> [MATERIAL]
#####
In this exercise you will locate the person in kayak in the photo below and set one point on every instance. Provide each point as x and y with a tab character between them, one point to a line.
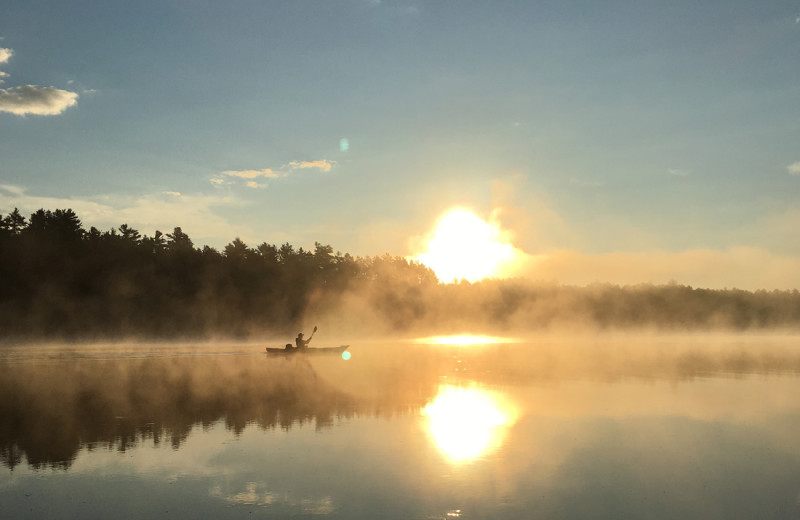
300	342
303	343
#####
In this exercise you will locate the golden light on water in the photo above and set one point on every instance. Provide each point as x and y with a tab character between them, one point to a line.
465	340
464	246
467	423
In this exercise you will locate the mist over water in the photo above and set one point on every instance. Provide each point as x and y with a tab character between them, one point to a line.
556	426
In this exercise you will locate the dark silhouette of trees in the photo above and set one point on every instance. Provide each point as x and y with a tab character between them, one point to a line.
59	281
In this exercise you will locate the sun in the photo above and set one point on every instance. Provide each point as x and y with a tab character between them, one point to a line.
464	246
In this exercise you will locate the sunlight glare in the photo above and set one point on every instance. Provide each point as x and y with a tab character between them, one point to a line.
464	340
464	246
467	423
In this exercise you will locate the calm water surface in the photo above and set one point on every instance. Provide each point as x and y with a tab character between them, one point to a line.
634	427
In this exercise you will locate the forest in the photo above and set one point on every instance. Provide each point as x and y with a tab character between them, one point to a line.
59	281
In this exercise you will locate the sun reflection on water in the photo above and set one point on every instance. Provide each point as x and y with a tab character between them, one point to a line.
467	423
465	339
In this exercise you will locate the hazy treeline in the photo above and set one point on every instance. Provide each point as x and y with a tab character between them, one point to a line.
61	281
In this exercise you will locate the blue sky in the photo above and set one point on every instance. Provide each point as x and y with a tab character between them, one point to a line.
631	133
#####
> [SHORT EXERCISE] Please extract every line in the items above that contains the word "water", and keep in mind that case counts.

> [ANSWER TO THIS PROBLEM]
In this exercise you will locate the golden light on water in the photo above and set one point on every instance. Provide each point as x and y with a tab character between them, one point to a line.
In this exercise you will locate the mist over water in the photo above and set one point on every instance. Provide each point as x and y with a tab character between them, one point to a line.
In this exercise you will locate the calm water surface in the photo above and set one point on every instance. Provide each point as x and y with a tab character between them, one point to a line.
In this exercise you will locate the sun reflection on water in the photo above and set one point on every instance. Provide each point as x and y with a tab character between them, one point to a line.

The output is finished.